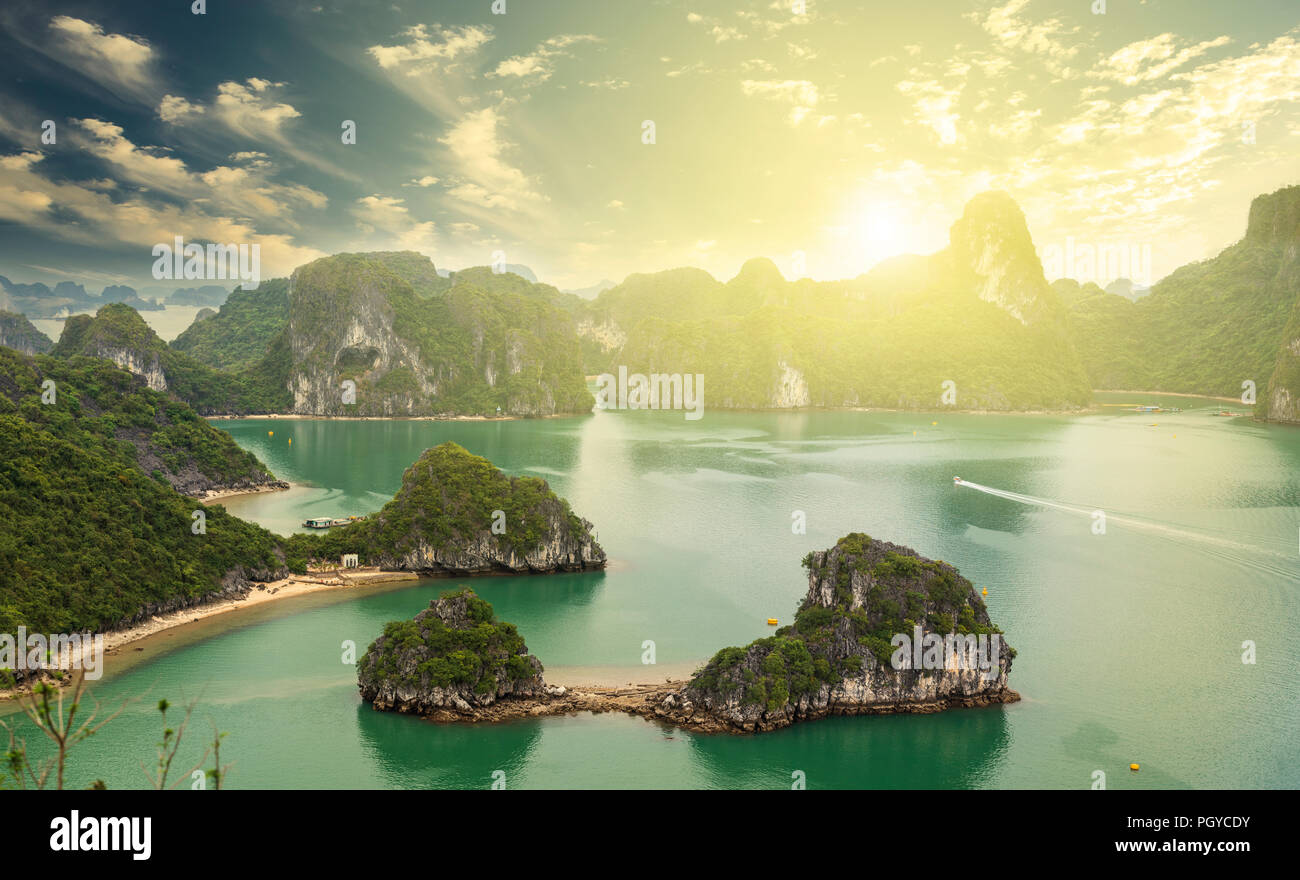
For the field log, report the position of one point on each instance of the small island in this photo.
(880, 631)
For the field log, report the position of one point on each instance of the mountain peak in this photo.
(1275, 217)
(992, 241)
(759, 271)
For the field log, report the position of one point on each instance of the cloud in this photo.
(118, 63)
(430, 48)
(250, 109)
(1151, 59)
(485, 177)
(390, 217)
(83, 215)
(714, 27)
(935, 105)
(540, 64)
(612, 83)
(1044, 39)
(173, 108)
(800, 94)
(241, 190)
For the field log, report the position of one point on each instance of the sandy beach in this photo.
(289, 588)
(152, 634)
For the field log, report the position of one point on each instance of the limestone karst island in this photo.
(627, 397)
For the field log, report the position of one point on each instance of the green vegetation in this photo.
(446, 502)
(889, 338)
(99, 406)
(878, 590)
(1209, 325)
(479, 343)
(455, 644)
(238, 337)
(94, 532)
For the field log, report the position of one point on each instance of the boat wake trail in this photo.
(1230, 550)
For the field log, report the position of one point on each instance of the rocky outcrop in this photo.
(382, 334)
(1275, 222)
(841, 655)
(454, 658)
(558, 551)
(235, 585)
(456, 514)
(992, 242)
(18, 333)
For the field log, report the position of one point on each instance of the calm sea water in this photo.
(1130, 642)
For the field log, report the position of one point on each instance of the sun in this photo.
(880, 232)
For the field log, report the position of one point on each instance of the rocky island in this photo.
(456, 514)
(453, 659)
(844, 655)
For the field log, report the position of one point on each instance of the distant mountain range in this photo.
(1209, 326)
(40, 300)
(973, 326)
(979, 316)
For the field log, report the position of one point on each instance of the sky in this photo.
(826, 135)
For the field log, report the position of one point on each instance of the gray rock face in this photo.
(557, 551)
(402, 677)
(18, 333)
(843, 676)
(992, 241)
(235, 585)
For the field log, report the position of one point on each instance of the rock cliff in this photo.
(455, 657)
(1275, 221)
(456, 514)
(843, 654)
(20, 334)
(407, 342)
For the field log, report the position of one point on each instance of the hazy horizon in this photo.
(841, 135)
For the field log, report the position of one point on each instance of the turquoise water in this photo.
(1129, 642)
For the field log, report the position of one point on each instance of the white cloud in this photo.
(485, 177)
(117, 61)
(390, 217)
(1151, 59)
(540, 64)
(429, 48)
(800, 94)
(174, 108)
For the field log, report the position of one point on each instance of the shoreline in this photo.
(141, 636)
(287, 588)
(662, 702)
(220, 494)
(299, 416)
(1177, 394)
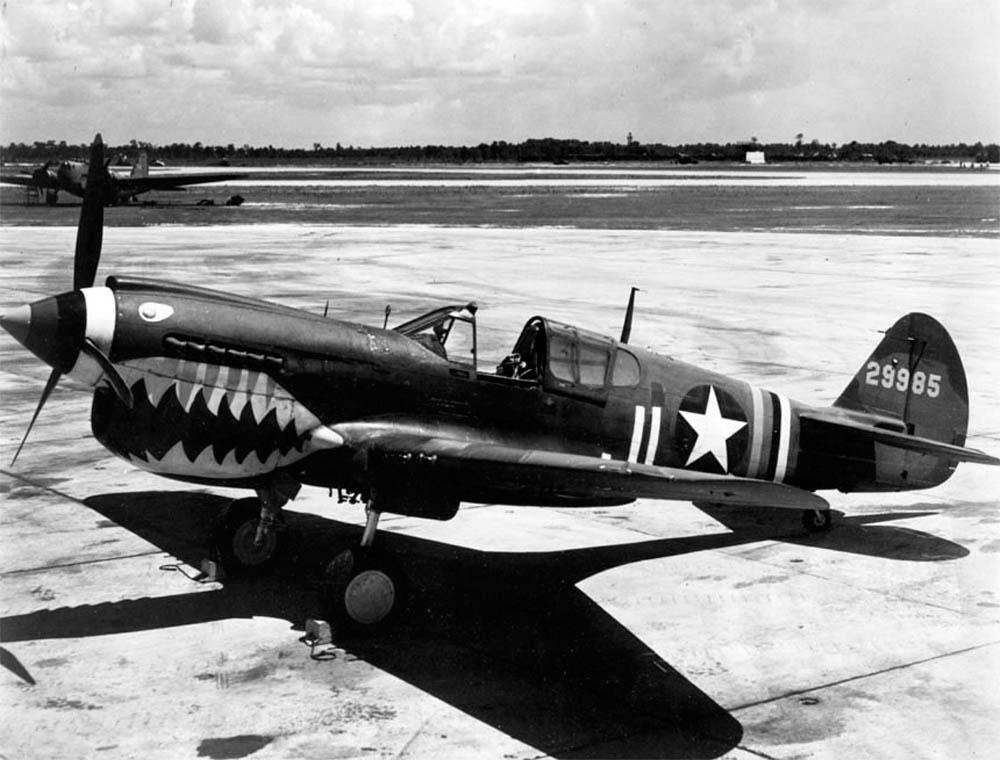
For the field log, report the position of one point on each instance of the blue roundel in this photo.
(712, 430)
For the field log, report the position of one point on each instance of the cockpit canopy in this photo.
(562, 358)
(570, 360)
(449, 331)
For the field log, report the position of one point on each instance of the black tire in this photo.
(817, 520)
(363, 591)
(234, 540)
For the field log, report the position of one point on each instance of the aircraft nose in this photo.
(52, 329)
(16, 322)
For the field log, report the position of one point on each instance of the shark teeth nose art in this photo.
(210, 421)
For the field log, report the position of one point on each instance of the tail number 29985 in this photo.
(900, 378)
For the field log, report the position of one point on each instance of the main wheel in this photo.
(236, 539)
(363, 590)
(817, 520)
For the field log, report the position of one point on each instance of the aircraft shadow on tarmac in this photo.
(503, 637)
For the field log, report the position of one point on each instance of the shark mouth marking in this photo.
(207, 421)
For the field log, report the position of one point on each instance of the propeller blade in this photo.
(49, 385)
(90, 231)
(115, 380)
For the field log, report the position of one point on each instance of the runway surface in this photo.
(654, 630)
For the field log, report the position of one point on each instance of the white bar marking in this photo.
(637, 428)
(784, 438)
(654, 434)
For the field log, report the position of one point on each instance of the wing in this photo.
(172, 181)
(18, 179)
(484, 471)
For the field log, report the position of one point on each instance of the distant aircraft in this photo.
(218, 389)
(120, 188)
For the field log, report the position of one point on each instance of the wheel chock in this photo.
(319, 639)
(212, 570)
(318, 632)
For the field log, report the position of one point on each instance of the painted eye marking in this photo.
(151, 311)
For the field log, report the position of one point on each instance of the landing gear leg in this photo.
(363, 589)
(247, 536)
(817, 520)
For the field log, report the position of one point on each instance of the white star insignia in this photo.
(713, 431)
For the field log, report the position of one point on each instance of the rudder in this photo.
(914, 377)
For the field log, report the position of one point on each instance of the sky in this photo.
(460, 72)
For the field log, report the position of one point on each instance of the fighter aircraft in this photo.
(119, 188)
(214, 388)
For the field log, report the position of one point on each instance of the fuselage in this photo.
(229, 389)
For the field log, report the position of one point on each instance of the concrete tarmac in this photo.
(654, 630)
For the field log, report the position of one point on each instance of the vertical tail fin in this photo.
(140, 168)
(915, 376)
(913, 382)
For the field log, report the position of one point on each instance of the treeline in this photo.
(547, 150)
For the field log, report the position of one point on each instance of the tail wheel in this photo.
(817, 520)
(363, 590)
(236, 538)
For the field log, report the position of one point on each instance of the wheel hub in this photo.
(369, 597)
(246, 549)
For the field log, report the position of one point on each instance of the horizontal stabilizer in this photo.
(902, 440)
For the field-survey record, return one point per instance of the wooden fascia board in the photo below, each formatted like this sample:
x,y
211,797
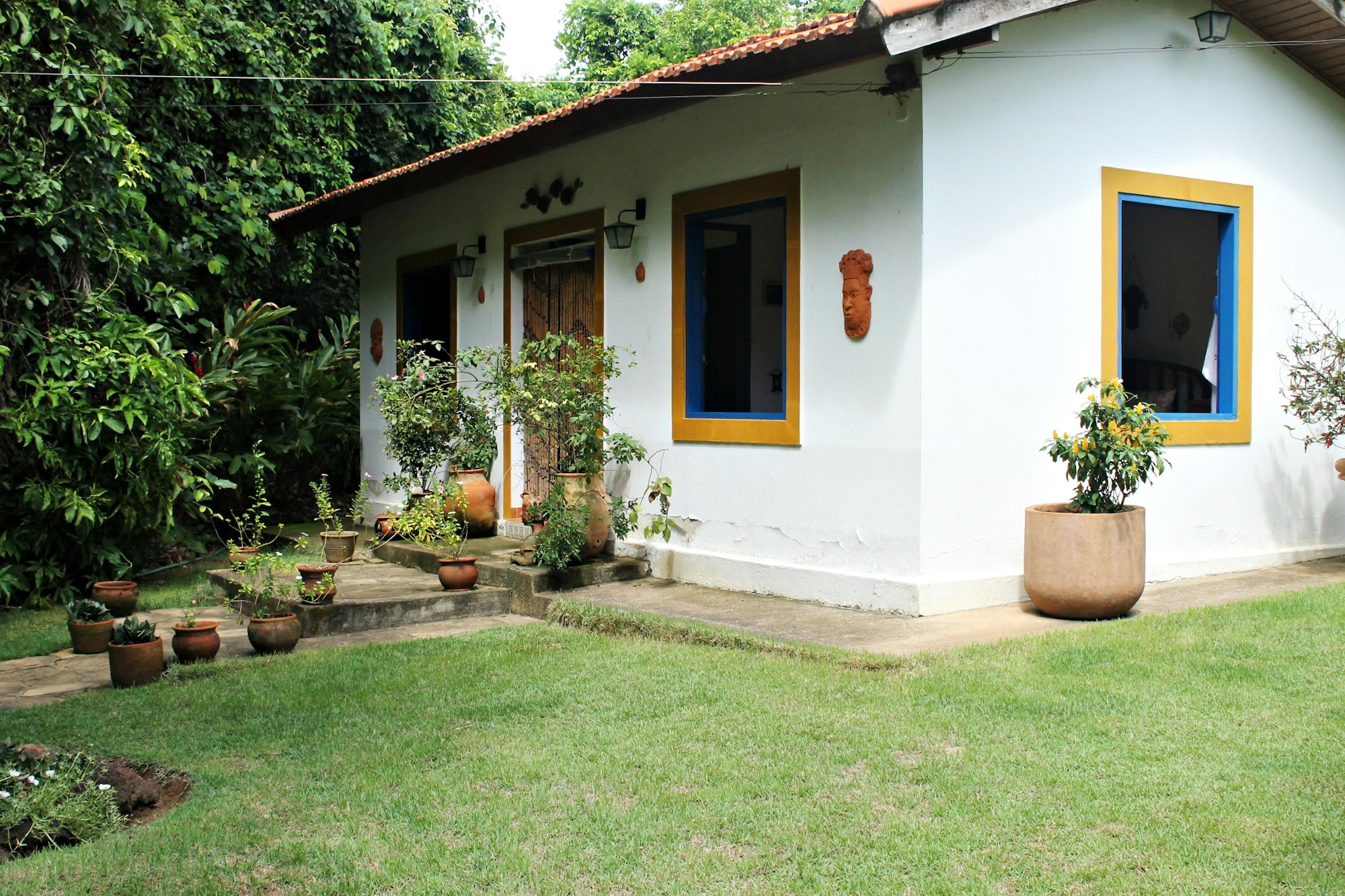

#### Task description
Every entry above is to be copied verbatim, with the pictures removed.

#### Solution for this task
For the field log, report the position of one point on each instance of the small island in this photo.
(880, 631)
For the field log, report the position of one point on each instance of the mountain peak in this photo.
(1275, 217)
(992, 241)
(759, 271)
For the field log, report the position of one point on each instance of the cloud in this photo.
(118, 63)
(430, 48)
(250, 109)
(1151, 59)
(485, 177)
(390, 217)
(83, 215)
(714, 27)
(935, 105)
(540, 64)
(612, 83)
(1044, 39)
(173, 108)
(800, 94)
(241, 190)
For the field log, report the position of one point on each instance of the sandy beach in this photo.
(289, 588)
(152, 634)
For the field log, report the position of one point on each instance of the limestone karst island in this photo.
(627, 397)
For the field log, report the position of one point on each instance of the green vegetation in this photo.
(446, 502)
(889, 338)
(99, 406)
(878, 590)
(1209, 325)
(479, 343)
(455, 644)
(238, 337)
(94, 532)
For the field log, report the position of one point on each instance of the boat wake trail in this photo.
(1230, 550)
For the field log, report the position of one point on each instance of the rocky outcrop in this photo.
(382, 334)
(1275, 222)
(841, 655)
(454, 658)
(558, 551)
(235, 585)
(456, 514)
(992, 242)
(18, 333)
For the field log, report the position of one point on each instance of the calm sea water in this photo.
(1130, 642)
For the field log, report the position of one point on each instance of the sun in this photo.
(880, 232)
For the field log, report the position of one point on each instance of the rocky island in this photo.
(456, 514)
(453, 659)
(844, 655)
For the field log, report the position of one point on each instance of the distant mountain range in this photo.
(1209, 326)
(40, 300)
(973, 326)
(979, 316)
For the field log, report the position of one point on each instance of the sky in this photo.
(826, 135)
For the field log, report the position of one point on each instance of the gray rock face in this photo.
(557, 551)
(402, 677)
(18, 333)
(843, 676)
(992, 241)
(235, 585)
For the field log, report the position of one point on each instance of the rock cliff in this photo.
(455, 657)
(1275, 221)
(456, 514)
(843, 654)
(20, 334)
(407, 342)
For the field log, report the position of one point on each instance of the hazy horizon in this photo.
(841, 135)
For the field log, report the position of one point on each instance of the turquoise water in this photo.
(1129, 642)
For the field log, report the position of one point on each instance of the white cloud in this photo.
(485, 177)
(117, 61)
(390, 217)
(1151, 59)
(540, 64)
(429, 48)
(800, 94)
(174, 108)
For the field log, report the position of one point on each instance of the shoreline in this photo.
(141, 636)
(287, 588)
(662, 702)
(220, 494)
(299, 416)
(1177, 394)
For the field log, report the position of one point on each instance of the blue roundel in this photo.
(712, 430)
For the field log, report the position of one point on each instance of the cockpit canopy in this photo.
(562, 358)
(570, 360)
(449, 331)
For the field log, report the position of one point on each instance of the black tire in this photo.
(817, 520)
(363, 591)
(234, 540)
For the field log, report the position of one point on each instance of the aircraft nose in this photo.
(52, 329)
(16, 322)
For the field log, report the position of one point on each instance of the shark teeth nose art in this photo.
(210, 421)
For the field log, report the position of one point on each instance of the tail number 29985 in this photo.
(900, 378)
For the field log, report the position of one point on each instance of the main wheel in this photo.
(236, 539)
(363, 590)
(817, 520)
For the field log, report the position of one point on each instance of the aircraft shadow on tarmac in this photo.
(503, 637)
For the field log, report the position of one point on each instance of the shark mouth marking in this photo.
(207, 421)
For the field log, report the position of one point on each instance of the propeller blade in this photo.
(49, 385)
(90, 231)
(115, 380)
For the field log, report the position of one point on each instance of the runway surface in this photo.
(654, 630)
For the field log, report the position of one point on each instance of the white bar marking in this photo.
(637, 428)
(784, 438)
(654, 434)
For the field log, report the position of one point on each instance of the wing in this photo.
(172, 181)
(18, 179)
(484, 471)
For the field log, report the position of one point on each instance of the distant aircraft in this photo.
(218, 389)
(120, 188)
For the field log, report the position of one point on each instance of the wheel chock in this photo.
(319, 639)
(212, 570)
(318, 632)
For the field log, report the position of one point on each instance of the painted eye marking in this photo.
(151, 311)
For the field log, report the position of one point on each instance of the landing gear leg in this photo.
(363, 589)
(247, 536)
(817, 520)
For the field log, report the position of one point on each instance of the white star insignia in this photo.
(713, 431)
For the field log, report the position of one point on each instance of the rudder in this photo.
(914, 377)
For the field log, report the position of one point on each instance of the sky in this photo.
(460, 72)
For the field log, report the position of one point on each instance of the fighter aircraft in this photo.
(119, 188)
(214, 388)
For the field log, report the position of one point on each instance of the fuselage in this photo.
(229, 389)
For the field log, report the position of one point on each instance of the concrete tarmac in this photo.
(654, 630)
For the field log, report the position of one point on each instance of the vertical tail fin in this photo.
(140, 168)
(915, 376)
(913, 382)
For the field log, report the position of one point on each instance of the treeline in this photo.
(547, 150)
For the field log, report the position of one point on each instance of the tail wheel in this photo.
(817, 520)
(363, 590)
(236, 538)
For the field log, report the position of one point on each instance of the wheel hub in this photo.
(369, 597)
(246, 549)
For the field log, report the position of one point on each instance of the horizontal stabilizer in this photo.
(902, 440)
For the field-survey record, return one point per instance of the wooden fascia board in the photo below, each formatted like this sample:
x,y
211,797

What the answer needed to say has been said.